*** Document section ***
Italy has given me discernment and culture. It has given me a sense of the world that one doesn’t get living only in America: a perspective on time and history, the fallout of which, I hope, is a facility for enjoyment of my time on earth. Italy has given me other venues to pursue passion; it’s a very passionate place. It’s a great place to enjoy the passage of time, which all we can do—other than be of service. ‘Service’ is why I go do ‘penance’ in Florence at Syracuse. But, truth be told, I enjoy returning to Florence now.


What advice would you give students who are going to Italy?


I’d tell them what I tell all my students when they ask me (particularly the males, who always want to know how to get a date with Italian girls): Get your ass out of all those English/Irish sports pubs and go meet folks. Italian girls think most American boys are stupid because they drink too much. The Italian kids will stay out all night; however, as a general rule, they don’t get loaded. When you hear abrasive noise on the street in Florence, unless it’s a football game, it is, sadly, the bleating of drunken American youth. The smart ones get out of the bars. The rest learn zip. They’ll always remember their time here. But by 40 they will wish they’d have paid more attention. However, ‘youth is wasted on the young’.


And your advice for appreciating and getting the most out of being in Italy for the semester?


Travel and learn the language. Learn the language and travel. You’ll make a fool of yourself trying to speak, but learn it! And speak it every day. Otherwise you’ll always be on the outside of a culture. I never learned a language until I was 40.  I came to Italy and for eight years, like the ugly American, never learned. Then a French friend of mine embarrassed me into learning French, my first foreign language. But you have to be willing to screw up and make an fool out of yourself. But that’s the fun of life anyway, right? And in Italy, the locals go easy on you.
*** Dataset records ***
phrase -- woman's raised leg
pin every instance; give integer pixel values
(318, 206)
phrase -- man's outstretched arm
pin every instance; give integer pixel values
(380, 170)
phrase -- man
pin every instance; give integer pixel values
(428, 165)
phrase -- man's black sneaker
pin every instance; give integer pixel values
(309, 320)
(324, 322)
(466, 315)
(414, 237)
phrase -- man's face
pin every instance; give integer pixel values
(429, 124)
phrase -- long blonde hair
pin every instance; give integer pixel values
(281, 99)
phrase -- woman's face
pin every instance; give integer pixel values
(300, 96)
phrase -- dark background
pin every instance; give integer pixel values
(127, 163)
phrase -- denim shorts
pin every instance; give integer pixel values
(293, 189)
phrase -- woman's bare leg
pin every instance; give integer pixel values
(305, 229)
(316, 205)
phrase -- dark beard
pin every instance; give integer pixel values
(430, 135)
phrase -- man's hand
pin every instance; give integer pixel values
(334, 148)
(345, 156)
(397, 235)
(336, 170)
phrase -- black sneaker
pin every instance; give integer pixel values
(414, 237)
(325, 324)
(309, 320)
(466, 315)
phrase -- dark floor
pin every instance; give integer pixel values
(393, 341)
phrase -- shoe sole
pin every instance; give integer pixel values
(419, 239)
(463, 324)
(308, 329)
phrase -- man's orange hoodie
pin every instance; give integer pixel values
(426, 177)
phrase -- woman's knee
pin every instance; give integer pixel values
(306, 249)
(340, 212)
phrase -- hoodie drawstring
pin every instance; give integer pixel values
***
#### [Problem details]
Write out the passage from the Italy interview word for word, starting at "I’d tell them" and ending at "on the young’.".

#### [Response below]
I’d tell them what I tell all my students when they ask me (particularly the males, who always want to know how to get a date with Italian girls): Get your ass out of all those English/Irish sports pubs and go meet folks. Italian girls think most American boys are stupid because they drink too much. The Italian kids will stay out all night; however, as a general rule, they don’t get loaded. When you hear abrasive noise on the street in Florence, unless it’s a football game, it is, sadly, the bleating of drunken American youth. The smart ones get out of the bars. The rest learn zip. They’ll always remember their time here. But by 40 they will wish they’d have paid more attention. However, ‘youth is wasted on the young’.